◆ Exercise requirements: According to the text on abductor tendon repair, where do tears of the gluteus medius usually occur?

◆ Selected extract:

#####

Abductor Tendon Repair
Hip abductors are a major group of muscles found in the buttocks. They include the gluteus maximus, gluteus medius, gluteus minimus, and tensor fascia lata muscles.
Gluteus medius is situated on the outer surface of the hip. The function of the gluteus medius is to assist with pelvis stability, hip abduction, along with internal and external rotation of the hip. Tears of the gluteus medius usually occur where the tendon inserts at the greater trochanter, causing lateral hip pain.
Tears of the gluteus medius can occur due to traumatic injury or degenerative conditions such as tendinopathy (chronic inflammation of the gluteus medius tendon). Gluteus medius tears cause pain and weakness on the affected side of the hip. One of the main symptoms of a gluteus medius tear is the presence of Trendelenburg sign – dropping of the pelvis towards the unaffected side by being unable to bear weight on the affected limb.
The diagnosis of gluteus medius tear is based on physical examination of the patient, followed by palpation of the affected muscle, testing muscle power and assessing walking pattern or gait of the patient. Certain special tests such as single-leg squat test or a positive Trendelenburg sign confirm the diagnosis of gluteus medius tear. Sometimes, MRI or ultrasound may be helpful to show the pathological changes of the muscle.

#####

Region pointing data:
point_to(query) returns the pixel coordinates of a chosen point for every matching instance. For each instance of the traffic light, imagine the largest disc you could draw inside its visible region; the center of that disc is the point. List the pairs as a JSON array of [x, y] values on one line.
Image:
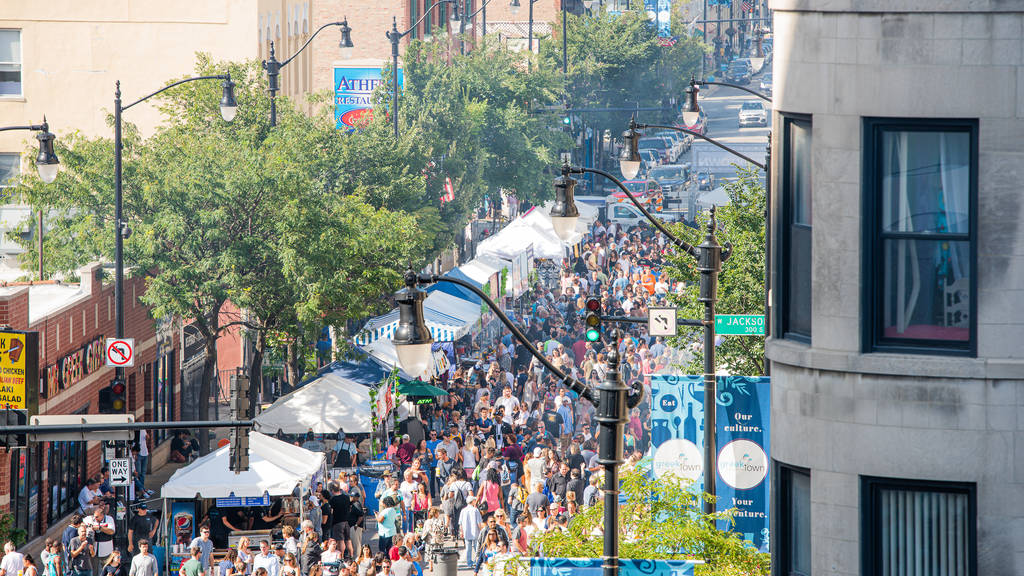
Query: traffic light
[[239, 455], [112, 399], [593, 320]]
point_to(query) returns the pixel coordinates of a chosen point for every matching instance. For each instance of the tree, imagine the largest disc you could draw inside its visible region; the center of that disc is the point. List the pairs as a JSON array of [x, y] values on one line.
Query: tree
[[741, 283], [658, 520]]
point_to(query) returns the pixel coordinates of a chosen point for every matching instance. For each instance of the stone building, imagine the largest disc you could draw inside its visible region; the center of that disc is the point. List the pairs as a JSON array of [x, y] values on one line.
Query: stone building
[[897, 287]]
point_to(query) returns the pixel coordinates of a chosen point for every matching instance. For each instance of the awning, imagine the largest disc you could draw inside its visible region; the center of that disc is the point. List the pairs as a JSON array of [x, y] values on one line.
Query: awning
[[275, 467], [329, 402]]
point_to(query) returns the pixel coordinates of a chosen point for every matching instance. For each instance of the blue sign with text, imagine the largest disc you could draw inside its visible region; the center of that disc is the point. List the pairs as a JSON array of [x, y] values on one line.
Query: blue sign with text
[[742, 421], [353, 94]]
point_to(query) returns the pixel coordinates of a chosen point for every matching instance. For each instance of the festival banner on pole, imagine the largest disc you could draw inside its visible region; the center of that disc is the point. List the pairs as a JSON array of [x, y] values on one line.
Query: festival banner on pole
[[742, 422]]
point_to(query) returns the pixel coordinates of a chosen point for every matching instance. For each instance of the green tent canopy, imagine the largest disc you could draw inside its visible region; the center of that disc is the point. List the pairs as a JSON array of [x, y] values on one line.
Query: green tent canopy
[[420, 388]]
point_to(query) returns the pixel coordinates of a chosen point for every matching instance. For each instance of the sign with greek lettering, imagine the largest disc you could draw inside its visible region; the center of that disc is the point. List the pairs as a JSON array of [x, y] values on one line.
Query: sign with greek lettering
[[742, 418], [739, 325]]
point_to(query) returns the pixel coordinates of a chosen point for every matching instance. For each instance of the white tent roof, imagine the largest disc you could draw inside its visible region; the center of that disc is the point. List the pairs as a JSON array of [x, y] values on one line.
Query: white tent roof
[[327, 404], [274, 467], [449, 318], [532, 229]]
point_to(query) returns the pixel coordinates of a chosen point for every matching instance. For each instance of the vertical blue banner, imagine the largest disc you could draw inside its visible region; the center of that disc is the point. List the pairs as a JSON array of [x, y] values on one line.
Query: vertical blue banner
[[353, 93], [742, 420]]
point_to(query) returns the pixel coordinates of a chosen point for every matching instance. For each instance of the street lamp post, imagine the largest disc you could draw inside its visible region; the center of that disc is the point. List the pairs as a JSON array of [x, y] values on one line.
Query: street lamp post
[[46, 165], [709, 255], [228, 107], [394, 36], [272, 67], [413, 341]]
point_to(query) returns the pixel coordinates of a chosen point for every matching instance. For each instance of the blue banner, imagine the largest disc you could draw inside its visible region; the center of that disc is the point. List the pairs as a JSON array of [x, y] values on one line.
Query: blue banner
[[742, 422], [353, 93], [592, 567]]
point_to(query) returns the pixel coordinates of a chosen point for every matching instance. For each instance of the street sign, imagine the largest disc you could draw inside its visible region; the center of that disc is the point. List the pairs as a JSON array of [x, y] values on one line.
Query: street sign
[[120, 475], [121, 352], [72, 419], [739, 324], [662, 321]]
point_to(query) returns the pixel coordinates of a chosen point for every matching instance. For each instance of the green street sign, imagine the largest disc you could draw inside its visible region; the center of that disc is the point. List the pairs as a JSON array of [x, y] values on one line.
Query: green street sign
[[739, 324]]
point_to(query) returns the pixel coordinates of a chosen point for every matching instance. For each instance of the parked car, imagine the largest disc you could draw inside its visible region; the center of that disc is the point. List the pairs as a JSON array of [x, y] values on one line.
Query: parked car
[[706, 179], [753, 113], [672, 177], [738, 73], [700, 126]]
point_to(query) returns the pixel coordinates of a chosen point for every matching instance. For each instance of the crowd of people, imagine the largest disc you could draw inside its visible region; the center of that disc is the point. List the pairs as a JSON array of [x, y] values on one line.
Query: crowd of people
[[510, 453]]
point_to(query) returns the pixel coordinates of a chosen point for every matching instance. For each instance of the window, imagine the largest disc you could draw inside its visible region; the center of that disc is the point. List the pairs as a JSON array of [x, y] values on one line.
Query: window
[[10, 169], [414, 14], [794, 513], [915, 528], [10, 63], [920, 202], [793, 297]]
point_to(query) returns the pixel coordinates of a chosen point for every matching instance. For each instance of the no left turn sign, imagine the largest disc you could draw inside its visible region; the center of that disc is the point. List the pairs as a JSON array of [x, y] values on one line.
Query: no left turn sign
[[121, 352]]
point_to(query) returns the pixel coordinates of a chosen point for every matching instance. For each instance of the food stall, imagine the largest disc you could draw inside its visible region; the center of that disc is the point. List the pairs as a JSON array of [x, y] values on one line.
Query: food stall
[[279, 475]]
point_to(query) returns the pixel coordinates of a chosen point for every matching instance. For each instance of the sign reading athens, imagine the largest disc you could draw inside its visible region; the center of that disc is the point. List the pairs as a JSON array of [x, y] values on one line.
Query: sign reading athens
[[18, 368]]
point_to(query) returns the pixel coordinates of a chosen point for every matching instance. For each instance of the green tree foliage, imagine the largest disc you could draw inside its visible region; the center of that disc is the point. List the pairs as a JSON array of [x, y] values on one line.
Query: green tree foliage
[[614, 60], [659, 520], [740, 288]]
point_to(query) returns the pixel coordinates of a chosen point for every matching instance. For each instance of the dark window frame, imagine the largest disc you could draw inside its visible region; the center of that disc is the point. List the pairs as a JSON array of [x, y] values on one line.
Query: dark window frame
[[870, 488], [784, 244], [872, 260], [782, 518]]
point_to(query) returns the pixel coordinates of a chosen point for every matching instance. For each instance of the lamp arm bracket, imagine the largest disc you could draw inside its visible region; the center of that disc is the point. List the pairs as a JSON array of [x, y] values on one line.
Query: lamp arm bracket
[[680, 243], [743, 88], [704, 137], [310, 39], [726, 250], [481, 8], [577, 385], [34, 127], [169, 86]]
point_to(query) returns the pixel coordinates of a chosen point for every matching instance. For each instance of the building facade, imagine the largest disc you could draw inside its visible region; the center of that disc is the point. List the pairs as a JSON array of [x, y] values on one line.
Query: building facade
[[897, 270], [39, 485]]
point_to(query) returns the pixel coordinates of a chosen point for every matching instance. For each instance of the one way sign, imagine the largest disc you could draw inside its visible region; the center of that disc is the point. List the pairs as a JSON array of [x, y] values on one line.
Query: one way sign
[[120, 475]]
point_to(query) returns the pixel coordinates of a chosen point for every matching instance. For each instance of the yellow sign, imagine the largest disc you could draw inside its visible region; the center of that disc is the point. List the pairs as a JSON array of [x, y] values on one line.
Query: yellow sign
[[12, 371]]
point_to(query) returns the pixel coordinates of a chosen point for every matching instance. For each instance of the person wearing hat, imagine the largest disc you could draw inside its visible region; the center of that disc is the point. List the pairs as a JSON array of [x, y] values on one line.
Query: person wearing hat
[[141, 527]]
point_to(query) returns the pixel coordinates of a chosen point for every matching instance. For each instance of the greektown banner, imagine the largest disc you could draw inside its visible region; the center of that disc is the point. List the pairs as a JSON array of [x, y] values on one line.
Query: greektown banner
[[742, 420], [353, 93]]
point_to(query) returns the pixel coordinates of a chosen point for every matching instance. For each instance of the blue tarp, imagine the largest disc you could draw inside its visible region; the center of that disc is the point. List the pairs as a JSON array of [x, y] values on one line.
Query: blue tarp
[[455, 289]]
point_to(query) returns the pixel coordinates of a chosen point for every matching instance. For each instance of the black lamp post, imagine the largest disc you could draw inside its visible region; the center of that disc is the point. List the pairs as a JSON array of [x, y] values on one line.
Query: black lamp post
[[394, 36], [272, 67], [46, 165], [514, 8], [709, 255], [412, 341]]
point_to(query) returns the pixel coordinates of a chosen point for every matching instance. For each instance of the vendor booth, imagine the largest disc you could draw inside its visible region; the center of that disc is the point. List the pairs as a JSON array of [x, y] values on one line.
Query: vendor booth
[[325, 405], [260, 500]]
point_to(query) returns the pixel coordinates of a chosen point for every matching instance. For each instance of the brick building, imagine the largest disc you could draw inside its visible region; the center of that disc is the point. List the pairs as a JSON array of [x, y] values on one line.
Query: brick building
[[39, 485]]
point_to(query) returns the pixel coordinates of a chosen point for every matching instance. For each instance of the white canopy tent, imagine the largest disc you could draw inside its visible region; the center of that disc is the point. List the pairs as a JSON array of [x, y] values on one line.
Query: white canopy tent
[[532, 229], [448, 317], [329, 403], [274, 467]]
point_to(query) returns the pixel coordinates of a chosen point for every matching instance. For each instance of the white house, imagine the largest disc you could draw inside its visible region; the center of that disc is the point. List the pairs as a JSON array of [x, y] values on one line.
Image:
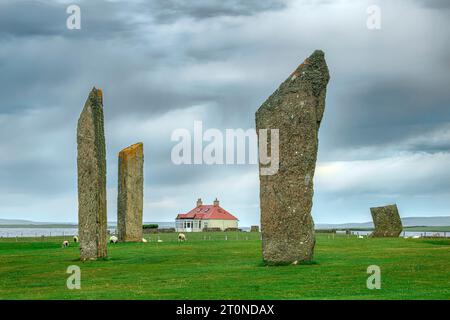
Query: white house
[[205, 216]]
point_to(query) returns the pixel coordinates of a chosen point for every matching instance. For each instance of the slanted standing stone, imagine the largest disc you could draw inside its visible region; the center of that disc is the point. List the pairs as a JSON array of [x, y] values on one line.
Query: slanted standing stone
[[387, 221], [130, 198], [92, 226], [296, 109]]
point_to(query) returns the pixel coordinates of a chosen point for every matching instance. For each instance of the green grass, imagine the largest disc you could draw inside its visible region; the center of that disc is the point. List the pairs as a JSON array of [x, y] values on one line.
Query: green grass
[[233, 269]]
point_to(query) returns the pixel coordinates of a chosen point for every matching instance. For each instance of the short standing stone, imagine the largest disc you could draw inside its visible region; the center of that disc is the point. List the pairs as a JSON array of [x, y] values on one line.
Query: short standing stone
[[92, 224], [130, 198], [387, 221], [295, 109]]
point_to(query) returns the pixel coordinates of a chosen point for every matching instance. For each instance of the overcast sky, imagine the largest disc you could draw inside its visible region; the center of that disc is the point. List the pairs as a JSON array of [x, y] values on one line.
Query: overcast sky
[[163, 64]]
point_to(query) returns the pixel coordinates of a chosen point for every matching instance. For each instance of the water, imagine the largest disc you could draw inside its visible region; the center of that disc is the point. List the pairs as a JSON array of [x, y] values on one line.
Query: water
[[37, 232], [409, 233], [65, 231]]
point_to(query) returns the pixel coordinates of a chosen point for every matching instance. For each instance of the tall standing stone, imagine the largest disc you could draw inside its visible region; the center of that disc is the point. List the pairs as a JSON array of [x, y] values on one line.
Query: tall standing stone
[[387, 221], [130, 198], [92, 224], [295, 109]]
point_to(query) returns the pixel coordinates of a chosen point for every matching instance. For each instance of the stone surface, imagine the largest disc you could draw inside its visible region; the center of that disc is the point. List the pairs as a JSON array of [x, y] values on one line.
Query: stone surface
[[92, 224], [130, 198], [296, 109], [387, 221]]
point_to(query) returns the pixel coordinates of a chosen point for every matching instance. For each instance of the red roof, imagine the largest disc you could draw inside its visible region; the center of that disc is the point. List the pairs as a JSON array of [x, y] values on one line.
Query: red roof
[[203, 212]]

#####

◆ Solution to this exercise: Where the tendon inserts at the greater trochanter.